What to work on: Pictures do not belong in the copy; restate the records below word for word.

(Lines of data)

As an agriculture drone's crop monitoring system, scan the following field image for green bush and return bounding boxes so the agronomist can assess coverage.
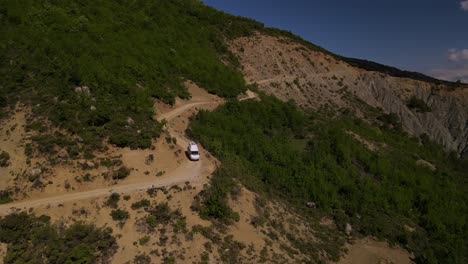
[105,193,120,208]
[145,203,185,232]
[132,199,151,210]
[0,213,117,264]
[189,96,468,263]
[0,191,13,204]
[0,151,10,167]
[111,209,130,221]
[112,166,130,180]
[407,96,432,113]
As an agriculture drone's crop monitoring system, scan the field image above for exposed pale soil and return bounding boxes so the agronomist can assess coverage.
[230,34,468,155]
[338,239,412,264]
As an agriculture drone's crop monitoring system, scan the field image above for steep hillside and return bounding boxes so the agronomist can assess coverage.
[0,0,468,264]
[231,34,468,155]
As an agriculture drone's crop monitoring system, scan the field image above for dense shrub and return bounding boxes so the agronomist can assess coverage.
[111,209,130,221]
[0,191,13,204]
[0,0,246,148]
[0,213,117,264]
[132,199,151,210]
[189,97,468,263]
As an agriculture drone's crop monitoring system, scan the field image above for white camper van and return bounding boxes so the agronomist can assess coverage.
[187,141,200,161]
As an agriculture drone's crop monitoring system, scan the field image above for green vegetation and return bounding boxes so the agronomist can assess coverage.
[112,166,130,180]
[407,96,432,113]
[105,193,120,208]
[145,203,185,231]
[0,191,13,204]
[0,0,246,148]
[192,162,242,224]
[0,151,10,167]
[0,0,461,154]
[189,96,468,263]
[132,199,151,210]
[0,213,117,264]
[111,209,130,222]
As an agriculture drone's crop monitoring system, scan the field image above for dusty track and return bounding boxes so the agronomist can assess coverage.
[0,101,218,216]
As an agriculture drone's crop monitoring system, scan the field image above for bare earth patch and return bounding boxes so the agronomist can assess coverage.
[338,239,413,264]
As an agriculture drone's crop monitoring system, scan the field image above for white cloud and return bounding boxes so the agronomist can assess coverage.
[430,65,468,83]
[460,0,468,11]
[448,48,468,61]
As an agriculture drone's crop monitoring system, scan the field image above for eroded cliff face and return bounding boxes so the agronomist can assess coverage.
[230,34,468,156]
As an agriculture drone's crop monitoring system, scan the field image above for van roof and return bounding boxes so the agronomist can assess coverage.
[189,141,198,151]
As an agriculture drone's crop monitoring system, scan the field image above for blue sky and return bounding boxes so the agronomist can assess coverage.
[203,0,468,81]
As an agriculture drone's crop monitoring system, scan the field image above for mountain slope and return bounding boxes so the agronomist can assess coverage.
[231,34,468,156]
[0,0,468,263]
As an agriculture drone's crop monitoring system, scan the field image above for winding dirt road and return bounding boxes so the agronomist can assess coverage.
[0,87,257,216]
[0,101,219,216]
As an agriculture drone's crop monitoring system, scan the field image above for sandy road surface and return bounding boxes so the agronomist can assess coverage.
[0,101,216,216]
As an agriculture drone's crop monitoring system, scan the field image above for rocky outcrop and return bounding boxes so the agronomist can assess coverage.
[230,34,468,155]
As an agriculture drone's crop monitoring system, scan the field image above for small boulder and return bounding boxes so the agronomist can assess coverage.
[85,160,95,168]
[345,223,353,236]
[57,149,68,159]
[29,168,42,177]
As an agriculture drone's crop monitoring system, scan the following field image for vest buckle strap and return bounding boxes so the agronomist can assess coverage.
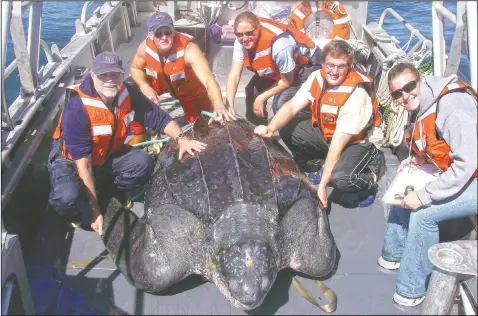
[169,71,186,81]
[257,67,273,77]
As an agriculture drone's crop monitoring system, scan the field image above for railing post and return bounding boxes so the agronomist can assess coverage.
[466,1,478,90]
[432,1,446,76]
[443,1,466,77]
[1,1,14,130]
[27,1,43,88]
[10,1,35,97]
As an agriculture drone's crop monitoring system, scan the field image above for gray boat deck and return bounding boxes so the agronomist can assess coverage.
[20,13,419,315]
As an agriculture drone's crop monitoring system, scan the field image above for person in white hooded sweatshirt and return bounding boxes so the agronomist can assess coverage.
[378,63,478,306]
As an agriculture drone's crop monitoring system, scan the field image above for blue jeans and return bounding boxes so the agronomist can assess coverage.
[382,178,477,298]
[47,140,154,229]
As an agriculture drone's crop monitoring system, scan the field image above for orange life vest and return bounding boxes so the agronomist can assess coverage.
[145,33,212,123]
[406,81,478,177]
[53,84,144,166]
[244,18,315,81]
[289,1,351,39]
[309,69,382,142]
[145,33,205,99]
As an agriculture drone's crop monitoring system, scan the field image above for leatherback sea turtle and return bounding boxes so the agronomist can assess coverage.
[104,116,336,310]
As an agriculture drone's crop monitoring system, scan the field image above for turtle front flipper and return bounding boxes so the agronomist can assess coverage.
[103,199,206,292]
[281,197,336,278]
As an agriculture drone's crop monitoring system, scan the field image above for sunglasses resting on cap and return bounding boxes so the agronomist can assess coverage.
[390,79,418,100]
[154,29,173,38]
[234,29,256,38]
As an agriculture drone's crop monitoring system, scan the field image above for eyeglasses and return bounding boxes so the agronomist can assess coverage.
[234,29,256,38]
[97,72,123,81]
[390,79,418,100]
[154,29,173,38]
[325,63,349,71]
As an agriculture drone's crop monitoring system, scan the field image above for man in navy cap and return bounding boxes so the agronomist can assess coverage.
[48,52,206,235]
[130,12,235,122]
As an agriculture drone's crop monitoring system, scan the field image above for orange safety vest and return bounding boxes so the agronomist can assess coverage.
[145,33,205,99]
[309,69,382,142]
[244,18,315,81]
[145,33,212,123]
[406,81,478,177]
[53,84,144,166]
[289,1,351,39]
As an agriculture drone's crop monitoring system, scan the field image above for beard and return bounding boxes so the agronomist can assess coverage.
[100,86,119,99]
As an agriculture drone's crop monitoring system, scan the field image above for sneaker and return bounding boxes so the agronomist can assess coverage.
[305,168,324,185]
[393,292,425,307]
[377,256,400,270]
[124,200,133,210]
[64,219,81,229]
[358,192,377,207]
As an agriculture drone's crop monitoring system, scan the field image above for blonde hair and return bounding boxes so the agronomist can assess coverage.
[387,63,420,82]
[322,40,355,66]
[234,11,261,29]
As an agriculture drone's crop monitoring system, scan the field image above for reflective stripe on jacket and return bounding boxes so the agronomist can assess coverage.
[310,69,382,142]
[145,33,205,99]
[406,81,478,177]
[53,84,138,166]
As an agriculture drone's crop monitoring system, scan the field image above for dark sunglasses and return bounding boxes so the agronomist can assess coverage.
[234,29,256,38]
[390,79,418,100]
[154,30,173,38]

Task response:
As an agriculture drone's crop monitoring system, scan the following field image for green bush and return bounding boxes so the agronomist can assess coverage.
[105,193,120,208]
[145,203,185,232]
[132,199,151,210]
[0,213,117,264]
[189,96,468,263]
[0,191,13,204]
[0,151,10,167]
[111,209,130,221]
[112,166,130,180]
[407,96,432,113]
As an agriculture drone's crop monitoring system, scan the field image above for exposed pale soil and return bounding boxes so the agronomist can assess coverage.
[230,34,468,155]
[338,239,412,264]
As an agriculture drone's crop monitoring system, scan the field image above for steep hillside and return bounding boxes so the agronomist can assess coverage.
[0,0,468,264]
[231,34,468,155]
As an agriculture drone's crop monitoring system, scan the field image above for dense shrub and return bounding boxes so the agronomist can assess coverage.
[111,209,130,221]
[0,191,13,204]
[0,0,246,148]
[0,213,117,264]
[132,199,151,210]
[189,97,468,263]
As an agriculture drone's crop monitoring system, scan the field image above for white camper van and return bounding boxes so the agronomist can assess coverage.
[187,141,200,161]
As an agriculture drone's crop monitoring system, scan the field image above for green vegetation and return bounding boxes so the agronomist can assess coverage.
[112,166,130,180]
[407,96,432,113]
[105,193,120,208]
[145,203,185,231]
[0,191,13,204]
[0,0,246,148]
[192,162,242,224]
[0,151,10,167]
[0,0,461,154]
[189,96,468,263]
[132,199,151,210]
[0,213,117,264]
[111,209,130,222]
As an agriculture drone's crop monitoring system, scan the field image above for dusty track and return bounding boxes so the agronomist can assess coverage.
[0,101,218,216]
As an agriculture drone's crop monitoring system, scan the field image above for bare earth patch and return bounding boxes so the agronomist can assess coverage.
[338,239,413,264]
As an agriculture drone's crop monitoring system, scan the field image above for white cloud and return bounding boxes so the agronomist can assess coverage.
[430,65,468,83]
[460,0,468,11]
[448,48,468,61]
As an agriculture drone's crop monitoring system, scan the field image above for eroded cliff face and return bounding boxes so the agronomist can assess coverage.
[230,34,468,156]
As an agriculture drone's crop monitoring system, scan the field image above for van roof and return bounding boxes so the agronomist can assess coverage.
[189,141,198,151]
As an agriculture drone's crop monitoring system, scan the field image above for blue sky and return bounding boxes so the agronomist can assess coverage.
[203,0,468,81]
As an agriculture drone's crop monitoring system, scan the field image above for mountain slope and return bounding boxes so the agronomist can assess coverage.
[231,34,468,156]
[0,0,468,263]
As an agriculture drone's crop monitoring system, scan the field image above for winding dirt road and return bounding boxes so the agronomist can assess coverage.
[0,87,257,216]
[0,101,219,216]
As an agriculture drone's crop monitoring system, scan the field image above for sandy road surface and return bounding boxes so the agronomist can assess coverage.
[0,101,216,216]
As an agriculture drone's crop monitoring system, scan the field image above for rocky outcrop and return bounding boxes so the agronomist can assess coverage.
[230,34,468,155]
As an agriculture drone's crop monitoring system, scan the field image above for small boulder and return bounding boxes so the agronomist can assess coverage.
[85,160,95,168]
[345,223,353,236]
[57,149,68,159]
[29,168,42,177]
As an agriculture drone's crop monitoring system, scan the following field image for vest buckle strap and return bounding boxes so the agronomist can assess coverage.
[169,71,186,81]
[257,67,273,77]
As an agriculture drone's crop monitoring system, scan the field image above for railing post and return bounding boxes so the agronomist can assess coverage.
[466,1,478,90]
[432,1,446,76]
[443,1,466,77]
[1,1,14,130]
[27,1,43,88]
[10,1,35,97]
As an agriculture drone's crop monitoring system, scan the field image above for gray boat deck and return bounding boxes so the agronomist can assess coverage.
[20,13,419,315]
As an agriculture drone's crop monitoring system, scan the field image above for person in white hooded sweatshirt and return bounding boxes so the agronomist can assess coverage.
[378,63,478,306]
As an agriculture drone's crop monitoring system, scan the field image above for blue jeans and return bounding boxes so the agronomist can assess coverage.
[382,178,477,298]
[47,140,154,229]
As an agriculture drone's crop monitoring system, scan the field image above for orange life vest and return bounding boxes so the agronomist can assess coverage.
[145,33,212,123]
[406,81,478,177]
[53,84,144,166]
[244,18,315,81]
[289,1,351,39]
[309,69,382,142]
[145,33,205,99]
As an agriculture drone's crop monitoring system, scan the field image above for leatherback sea turtle and return bounding boxes so the agronomist can assess coverage.
[104,116,336,310]
As an agriculture drone's crop monitoring system, scan the field image above for turtle front flipper and return bounding boxes so the agronomist can assess coverage.
[103,199,206,292]
[281,197,336,278]
As an agriculture drone's crop monitoring system, scan the field image above for sunglasses resting on cap and return bounding boxes so the agronomist can assess coverage.
[390,79,418,100]
[154,29,173,38]
[234,29,256,38]
As an agriculture drone's crop monitoring system, scan the field image above for eyeglasses and return bounding boxes so the agronomist can assess coverage.
[234,29,256,38]
[97,72,123,81]
[390,79,418,100]
[154,29,173,38]
[325,63,349,71]
As an agriculture drone's crop monitoring system, scan the field image above for man in navy cap and return bounding boxes so the agronomist can assess coverage.
[48,52,206,235]
[130,12,235,122]
As an agriculture drone's crop monitoring system, scan the field image above for orange safety vest and return bounding boxes so the agronomist can assess coverage.
[145,33,205,99]
[309,69,382,142]
[244,18,315,81]
[145,33,212,123]
[406,81,478,177]
[53,84,144,166]
[289,1,351,39]
As an agriculture drone's crop monitoring system, scan the field image above for beard and return bounding boxes so the agronomist can assess coverage.
[100,86,119,99]
As an agriculture drone's crop monitoring system, scan the field image above for sneaker and return bounding boxes so the agronomist can assess coverage.
[305,168,324,185]
[393,292,425,307]
[377,256,400,270]
[124,200,133,210]
[64,219,81,229]
[358,192,377,207]
As an agriculture drone's crop monitoring system, scan the field image above for blonde hair and return bounding boxes so the agronomist can assess coverage.
[387,63,420,82]
[322,40,355,66]
[234,11,261,29]
As an agriculture drone's crop monitoring system, scan the field image above for reflective stripe on jacket and return bounding boxes so the agronomist can assess coverage.
[310,69,382,142]
[145,33,205,99]
[406,81,478,177]
[53,84,138,166]
As an agriculture drone's crop monitoring system, scan the field image above for dark sunglasses and return bounding boxes so the agronomist can assess coverage.
[234,29,256,38]
[390,79,418,100]
[154,30,173,38]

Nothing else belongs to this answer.